Work to complete:
**A)** In the eviction report text, what percentage of tenants had lawyers in 2023?
**B)** From the eviction report text, reproduce the passage starting with "Key Findings" and going on through "2019 and 2023.", word for word.

Document text:
====================
A new report titled A Blueprint for Expanding Access to Justice in Los Angeles Superior Court’s Eviction Docket—produced by Stanford Law School’s Deborah L. Rhode Center in collaboration with the Legal Design Lab and the Los Angeles Superior Court (LASC)—presents an ambitious plan to modernise court processes and improve access to justice, especially for self-represented litigants in high-volume eviction cases.
Key Findings
Drawing from analysis of 150,000 eviction (unlawful detainer) cases, 100+ interviews, focus groups, shadowing, and digital tool reviews, the report highlights several pressing issues:
- Rising Corporate Evictions: Eviction filings by corporate landlords rose by 11% between 2019 and 2023.
- Legal Representation Gap: In 2023, 92% of landlords had lawyers, compared to just 14% of tenants.
- Technology Gaps: LASC’s websites barely appear in Google searches, and its three self-help platforms lack integration with core tools like e-filing and document generators.
====================
Referring expression data

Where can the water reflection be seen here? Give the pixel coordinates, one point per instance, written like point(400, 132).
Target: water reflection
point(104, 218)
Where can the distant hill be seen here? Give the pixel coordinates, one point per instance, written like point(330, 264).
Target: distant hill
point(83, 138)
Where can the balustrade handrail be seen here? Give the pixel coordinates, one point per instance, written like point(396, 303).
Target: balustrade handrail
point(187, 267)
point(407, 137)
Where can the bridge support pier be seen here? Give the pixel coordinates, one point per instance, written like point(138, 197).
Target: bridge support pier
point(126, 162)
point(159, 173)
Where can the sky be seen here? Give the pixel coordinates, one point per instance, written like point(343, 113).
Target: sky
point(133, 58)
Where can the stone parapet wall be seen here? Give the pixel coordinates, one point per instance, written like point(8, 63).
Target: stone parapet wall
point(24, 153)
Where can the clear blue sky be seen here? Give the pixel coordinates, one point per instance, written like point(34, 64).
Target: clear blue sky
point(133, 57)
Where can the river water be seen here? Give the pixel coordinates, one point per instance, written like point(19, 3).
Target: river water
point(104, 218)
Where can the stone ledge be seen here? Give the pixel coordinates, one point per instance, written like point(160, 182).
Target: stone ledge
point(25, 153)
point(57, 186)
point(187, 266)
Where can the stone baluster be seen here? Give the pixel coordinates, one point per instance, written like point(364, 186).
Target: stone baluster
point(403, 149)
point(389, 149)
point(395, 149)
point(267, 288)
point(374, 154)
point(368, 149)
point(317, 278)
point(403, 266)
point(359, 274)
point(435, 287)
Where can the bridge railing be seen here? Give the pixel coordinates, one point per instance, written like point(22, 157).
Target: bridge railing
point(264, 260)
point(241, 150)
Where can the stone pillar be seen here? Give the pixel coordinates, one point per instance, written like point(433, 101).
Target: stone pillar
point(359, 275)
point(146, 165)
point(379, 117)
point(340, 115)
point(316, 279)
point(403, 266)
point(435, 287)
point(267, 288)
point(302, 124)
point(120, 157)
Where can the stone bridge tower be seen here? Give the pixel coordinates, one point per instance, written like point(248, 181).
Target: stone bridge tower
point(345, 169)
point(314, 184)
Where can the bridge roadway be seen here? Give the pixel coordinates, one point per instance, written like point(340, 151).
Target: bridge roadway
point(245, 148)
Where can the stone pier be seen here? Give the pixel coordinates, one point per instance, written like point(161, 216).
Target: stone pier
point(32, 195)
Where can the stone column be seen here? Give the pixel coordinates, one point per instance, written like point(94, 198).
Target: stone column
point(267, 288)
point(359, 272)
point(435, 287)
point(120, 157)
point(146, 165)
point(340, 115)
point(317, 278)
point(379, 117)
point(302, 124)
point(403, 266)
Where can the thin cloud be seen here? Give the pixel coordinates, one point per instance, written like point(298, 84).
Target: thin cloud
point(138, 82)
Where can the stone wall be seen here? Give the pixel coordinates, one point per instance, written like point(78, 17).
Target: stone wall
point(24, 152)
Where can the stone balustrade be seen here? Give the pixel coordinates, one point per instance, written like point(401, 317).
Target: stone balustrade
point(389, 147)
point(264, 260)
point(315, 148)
====================
Task-by-task answers:
**A)** 14%

**B)**
Key Findings
Drawing from analysis of 150,000 eviction (unlawful detainer) cases, 100+ interviews, focus groups, shadowing, and digital tool reviews, the report highlights several pressing issues:
- Rising Corporate Evictions: Eviction filings by corporate landlords rose by 11% between 2019 and 2023.